Text block —
[Start of Attachment]
Do you consider yourself a coffee connoisseur and love the community vibe that a coffee shop creates? If so, you might be keen to start a coffee shop.
But what's the best way to go about starting a coffee shop? It'll be a challenge - but certainly not impossible. Especially if you are determined and methodical in your approach.
If you're not sure where to begin, you've come to the right place. In this guide, you'll discover everything you need to know about how to start a coffee shop.
From carrying out market research to choosing your legal form and securing funding for your business, read on for our top tips to propel your coffee shop business to success!
Carrying out market research to start a coffee shop
The first step in opening or taking over an existing coffee shop is to conduct market research to verify that there's sufficient demand in the area in which you'd like to set up your business.
To do this, you will need to:
- Analyse the evolution of the coffee shop sector: including growth, current and future trends, and competitive intensity
- Study the needs and expectations of consumers: who visits coffee shops and when? How often? What is the average budget for a coffee shop customer? What are their expectations in terms of products (coffee, tea, pastries, etc.) and services (free wifi, having the option of sit in or take away, etc.)?
- Check out your local competitors: how many are there? Where are they located? What type of drinks, food and services do they offer and at what price? Do they seem to be doing well or are any struggling?
A focus on the market to start a coffee shop
According to the ICO (International Coffee Organisation), an estimated 169.34 million bags of coffee were consumed in 2019/20, in comparison to 150.3 million in 2014. It's clear, therefore, that the demand for coffee is increasing.
It's no surprise then that the UK coffee shop market is flourishing, with a value of £10.1 billion recorded by Allegra World Coffee Portal in 2019. Coffee shops are considered an essential part of the UK high street fabric, with an estimated 25,483 outlets dotted across the nation.
A growing curiosity amongst eco-conscious consumers to know about the origins of the coffee they're drinking is one trend currently driving the market. In fact, a 2020 survey conducted by Allegra found that nearly 75% of coffee consumers want their coffee shops to be more transparent about where they source their coffee - so as to ensure it's in keeping with environmentally friendly and socially conscious practices.
[End of Attachment]
Problems to solve —
**1.** Answer these from the coffee shop guide, one line each:
(a) How many bags of coffee does the ICO estimate were consumed in 2019/20?
(b) What value did Allegra World Coffee Portal record for the UK coffee shop market in 2019?
(c) What share of coffee consumers in Allegra's 2020 survey want coffee shops to be more open about where their coffee comes from?
**2.** Resume the coffee shop guide, going on from its last sentence.

Provided information —
[Start of Attachment]
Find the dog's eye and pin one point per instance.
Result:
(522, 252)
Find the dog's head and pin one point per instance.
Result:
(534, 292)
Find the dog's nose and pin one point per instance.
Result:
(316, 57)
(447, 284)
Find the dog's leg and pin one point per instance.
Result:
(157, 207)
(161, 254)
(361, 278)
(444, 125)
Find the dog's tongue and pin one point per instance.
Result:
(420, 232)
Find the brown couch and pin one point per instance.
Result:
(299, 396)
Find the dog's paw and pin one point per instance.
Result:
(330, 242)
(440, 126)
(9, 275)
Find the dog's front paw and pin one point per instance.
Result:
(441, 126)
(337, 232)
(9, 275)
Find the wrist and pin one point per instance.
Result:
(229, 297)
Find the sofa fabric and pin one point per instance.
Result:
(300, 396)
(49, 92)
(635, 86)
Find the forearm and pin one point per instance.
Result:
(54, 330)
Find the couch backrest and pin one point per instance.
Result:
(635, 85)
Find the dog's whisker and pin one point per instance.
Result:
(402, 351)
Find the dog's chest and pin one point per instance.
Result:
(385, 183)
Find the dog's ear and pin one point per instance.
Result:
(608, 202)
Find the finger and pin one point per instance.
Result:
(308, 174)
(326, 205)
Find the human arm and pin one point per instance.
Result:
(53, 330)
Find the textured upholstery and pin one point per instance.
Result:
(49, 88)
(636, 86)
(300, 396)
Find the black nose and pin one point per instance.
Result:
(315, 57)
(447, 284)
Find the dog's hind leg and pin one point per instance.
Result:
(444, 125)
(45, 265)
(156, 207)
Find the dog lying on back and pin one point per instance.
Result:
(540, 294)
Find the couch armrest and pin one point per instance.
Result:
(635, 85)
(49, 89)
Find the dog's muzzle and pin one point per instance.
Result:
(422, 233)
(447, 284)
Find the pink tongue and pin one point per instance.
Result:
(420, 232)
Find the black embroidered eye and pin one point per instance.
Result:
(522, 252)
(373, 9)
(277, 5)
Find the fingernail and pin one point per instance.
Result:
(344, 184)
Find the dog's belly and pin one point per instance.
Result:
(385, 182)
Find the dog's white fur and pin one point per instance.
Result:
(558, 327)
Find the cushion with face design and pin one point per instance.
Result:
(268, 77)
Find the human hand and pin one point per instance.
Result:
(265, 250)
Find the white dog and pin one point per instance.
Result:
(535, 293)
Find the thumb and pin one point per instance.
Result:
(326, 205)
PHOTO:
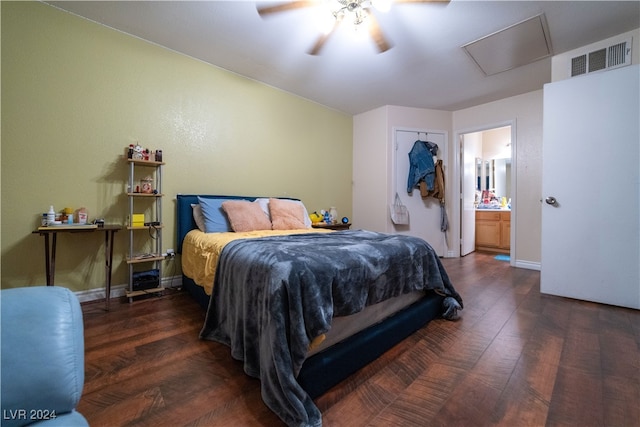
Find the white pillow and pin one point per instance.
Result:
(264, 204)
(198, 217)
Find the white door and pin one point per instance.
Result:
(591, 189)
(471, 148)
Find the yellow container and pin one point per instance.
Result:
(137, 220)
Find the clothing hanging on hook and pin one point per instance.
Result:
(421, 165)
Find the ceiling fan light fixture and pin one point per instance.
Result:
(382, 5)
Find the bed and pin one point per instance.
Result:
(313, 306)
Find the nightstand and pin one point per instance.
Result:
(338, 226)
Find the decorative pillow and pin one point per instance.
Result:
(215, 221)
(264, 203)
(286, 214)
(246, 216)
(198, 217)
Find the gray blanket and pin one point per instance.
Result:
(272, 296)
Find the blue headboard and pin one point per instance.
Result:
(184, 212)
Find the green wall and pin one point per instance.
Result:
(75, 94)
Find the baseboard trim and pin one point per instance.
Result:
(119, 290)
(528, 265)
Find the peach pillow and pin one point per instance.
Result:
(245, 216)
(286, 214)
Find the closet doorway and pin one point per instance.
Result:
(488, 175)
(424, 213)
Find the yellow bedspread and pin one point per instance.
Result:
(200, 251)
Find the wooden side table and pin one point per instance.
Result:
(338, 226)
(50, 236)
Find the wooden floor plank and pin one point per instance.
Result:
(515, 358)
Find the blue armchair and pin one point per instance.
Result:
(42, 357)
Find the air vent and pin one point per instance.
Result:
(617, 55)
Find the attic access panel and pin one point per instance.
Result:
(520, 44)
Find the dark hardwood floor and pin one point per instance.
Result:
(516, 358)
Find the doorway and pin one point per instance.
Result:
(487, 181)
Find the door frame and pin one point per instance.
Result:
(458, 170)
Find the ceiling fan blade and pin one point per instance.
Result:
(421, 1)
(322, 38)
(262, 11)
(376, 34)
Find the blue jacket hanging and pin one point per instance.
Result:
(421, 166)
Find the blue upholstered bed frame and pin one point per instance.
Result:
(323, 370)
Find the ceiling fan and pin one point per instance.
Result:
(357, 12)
[End of Attachment]
[Start of Attachment]
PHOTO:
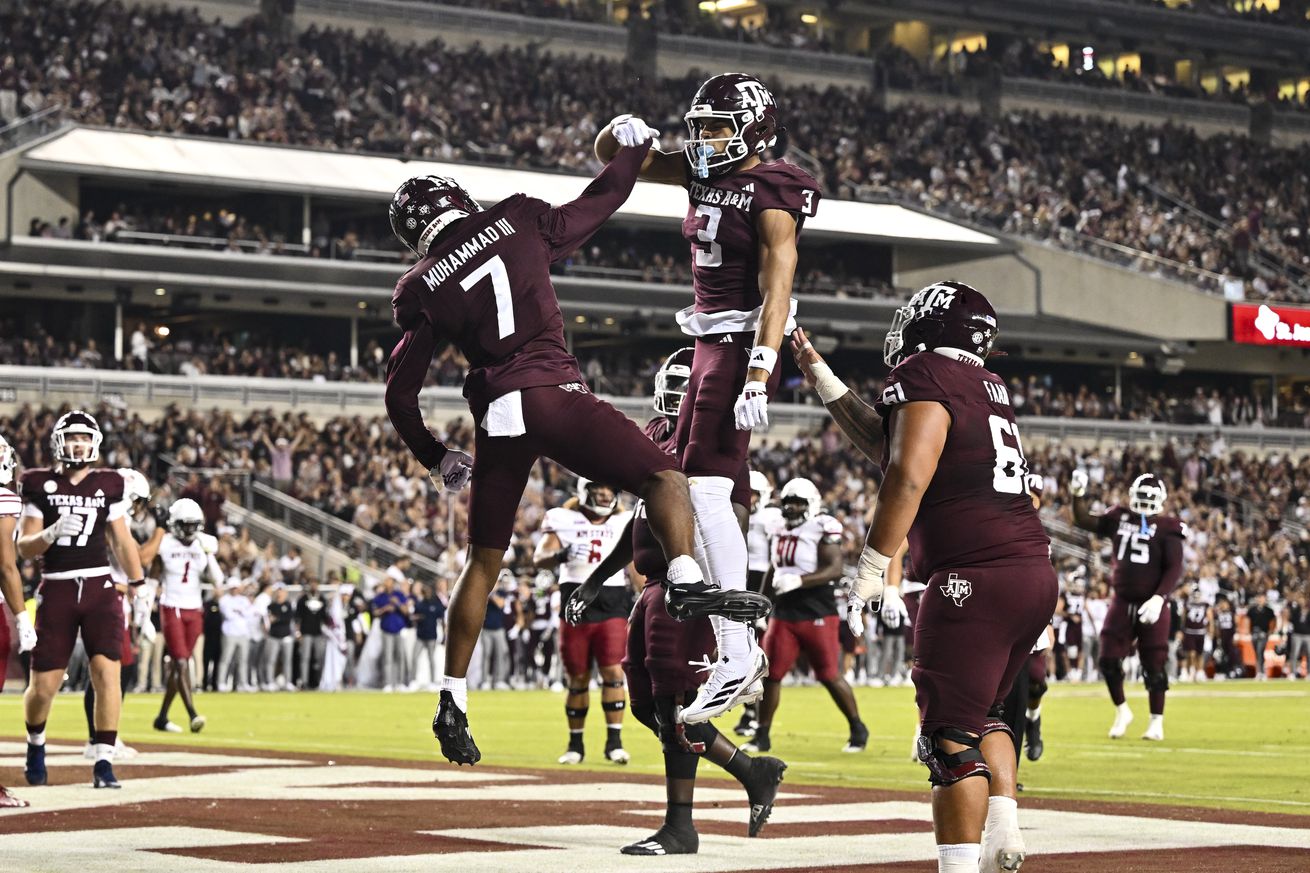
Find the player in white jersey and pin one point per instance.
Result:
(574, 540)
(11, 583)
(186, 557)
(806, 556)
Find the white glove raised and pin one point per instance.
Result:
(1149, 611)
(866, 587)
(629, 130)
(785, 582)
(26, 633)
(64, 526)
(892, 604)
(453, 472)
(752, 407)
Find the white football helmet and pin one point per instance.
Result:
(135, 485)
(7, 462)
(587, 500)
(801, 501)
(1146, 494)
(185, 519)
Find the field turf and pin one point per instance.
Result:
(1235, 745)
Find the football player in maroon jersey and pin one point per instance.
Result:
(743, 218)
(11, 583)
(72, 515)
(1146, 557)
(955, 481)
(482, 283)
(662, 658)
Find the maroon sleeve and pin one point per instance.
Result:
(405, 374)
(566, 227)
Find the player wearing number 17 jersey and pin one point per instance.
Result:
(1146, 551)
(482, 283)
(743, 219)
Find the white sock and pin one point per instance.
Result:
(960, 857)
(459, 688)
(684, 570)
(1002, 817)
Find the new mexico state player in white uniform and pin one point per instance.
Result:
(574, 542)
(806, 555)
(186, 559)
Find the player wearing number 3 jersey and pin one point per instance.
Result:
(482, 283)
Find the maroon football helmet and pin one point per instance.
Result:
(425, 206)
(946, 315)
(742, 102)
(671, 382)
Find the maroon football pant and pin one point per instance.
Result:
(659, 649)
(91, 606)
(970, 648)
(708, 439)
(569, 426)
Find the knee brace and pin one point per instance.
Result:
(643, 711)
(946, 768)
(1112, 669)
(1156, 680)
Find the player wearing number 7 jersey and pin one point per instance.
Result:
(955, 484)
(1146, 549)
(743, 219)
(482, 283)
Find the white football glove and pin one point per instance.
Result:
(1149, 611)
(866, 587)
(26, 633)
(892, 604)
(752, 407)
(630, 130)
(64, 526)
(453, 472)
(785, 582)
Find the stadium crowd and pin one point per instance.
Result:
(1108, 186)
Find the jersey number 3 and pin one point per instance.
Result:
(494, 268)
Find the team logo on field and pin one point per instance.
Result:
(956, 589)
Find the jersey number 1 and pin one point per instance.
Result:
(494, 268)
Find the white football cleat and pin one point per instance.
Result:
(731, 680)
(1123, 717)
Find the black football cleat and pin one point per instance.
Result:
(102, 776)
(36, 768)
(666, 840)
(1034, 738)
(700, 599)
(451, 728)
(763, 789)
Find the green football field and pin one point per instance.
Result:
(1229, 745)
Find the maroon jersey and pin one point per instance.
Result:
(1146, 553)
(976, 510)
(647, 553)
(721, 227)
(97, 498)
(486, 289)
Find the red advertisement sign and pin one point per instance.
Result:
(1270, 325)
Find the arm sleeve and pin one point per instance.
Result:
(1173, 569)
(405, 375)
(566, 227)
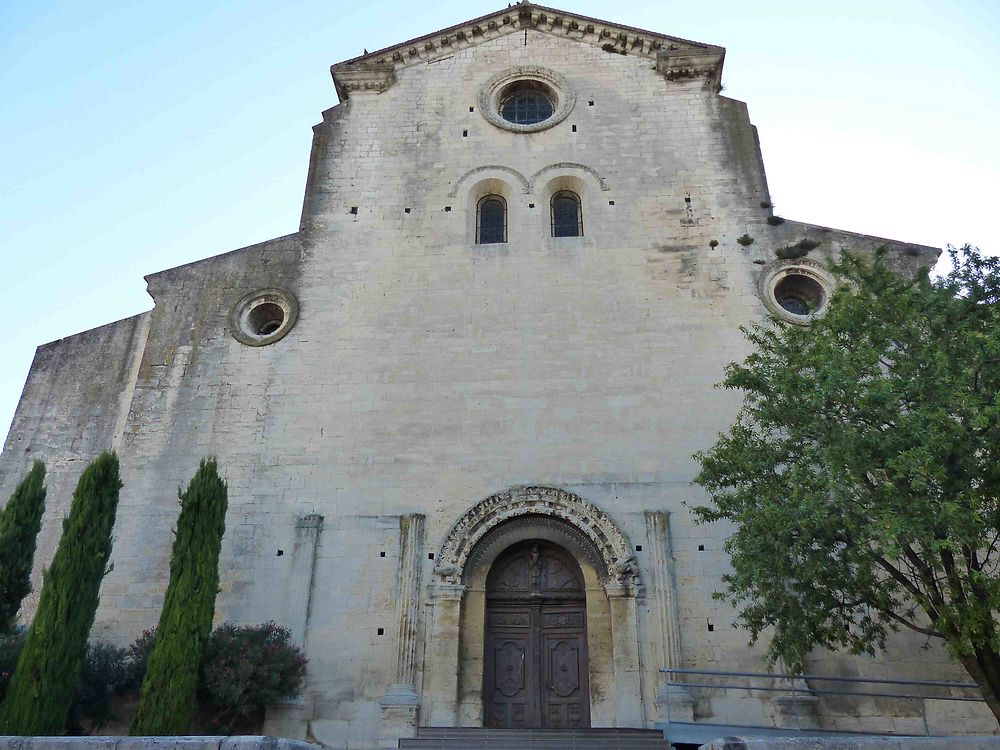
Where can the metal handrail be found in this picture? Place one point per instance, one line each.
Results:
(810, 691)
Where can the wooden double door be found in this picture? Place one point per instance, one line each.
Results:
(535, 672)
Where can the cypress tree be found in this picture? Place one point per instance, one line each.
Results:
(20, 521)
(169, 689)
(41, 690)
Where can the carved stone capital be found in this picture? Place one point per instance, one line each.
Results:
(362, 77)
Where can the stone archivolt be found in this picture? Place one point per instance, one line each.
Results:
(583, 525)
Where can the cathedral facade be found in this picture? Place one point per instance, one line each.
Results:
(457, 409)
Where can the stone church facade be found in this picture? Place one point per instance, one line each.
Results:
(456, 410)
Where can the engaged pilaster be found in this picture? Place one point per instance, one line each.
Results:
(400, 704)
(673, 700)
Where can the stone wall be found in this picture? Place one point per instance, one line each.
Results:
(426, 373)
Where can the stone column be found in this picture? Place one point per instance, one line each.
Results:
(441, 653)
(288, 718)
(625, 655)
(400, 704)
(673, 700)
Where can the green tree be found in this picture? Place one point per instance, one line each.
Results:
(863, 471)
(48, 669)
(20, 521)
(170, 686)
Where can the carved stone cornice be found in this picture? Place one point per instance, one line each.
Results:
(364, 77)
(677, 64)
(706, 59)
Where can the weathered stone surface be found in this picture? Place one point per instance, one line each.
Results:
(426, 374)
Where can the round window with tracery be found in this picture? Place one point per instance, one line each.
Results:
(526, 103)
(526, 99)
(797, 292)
[End of Attachment]
Expected outputs —
**1.**
(a) An estimated 169.34 million bags.
(b) £10.1 billion.
(c) Nearly 75%.

**2.**
Another trend to watch out for when starting up a coffee shop is the rise in demand for quality coffee. London alone has seen a 700% rise in independent coffee outlets (from 50 in 2010 to over 400 in 2020) as consumers crave high-quality coffee in a unique and laid-back setting.
This rise in independents is compounded with an increase in multinational coffee chains, such as Starbucks and Costa. With a 57% rise in the number of these outlets in the last 10 years (bringing the total number of franchises to 2,195), we can see a less dramatic, albeit, steady demand for coffee chains. Whether it's independent coffee roasters or chains, the coffee shop boom has not discriminated - giving entrepreneurs free rein as to what area they fancy specialising in.
The rules and regulations of operating a coffee shop
Next in our guide on how to start a coffee shop is checking out the regulations in force.
If you decide you'd like to serve food to accompany your coffee, there are several requirements you'll need to satisfy around health and safety. Before starting your coffee shop, you'll have to register the premises with your local authority's environmental health service at least 28 days before you start trading.
It's important to note that this process doesn't cost any money. It simply involves allowing a local official to visit your premises (although you won't be warned when) to check out the space you'll be using to prepare food and ensure it's safe and hygienic.
After each inspection, you'll receive a Food Hygiene Rating which, depending on your location, you may need to display in public view. To register for a visit from your local authority, check out the UK Government website.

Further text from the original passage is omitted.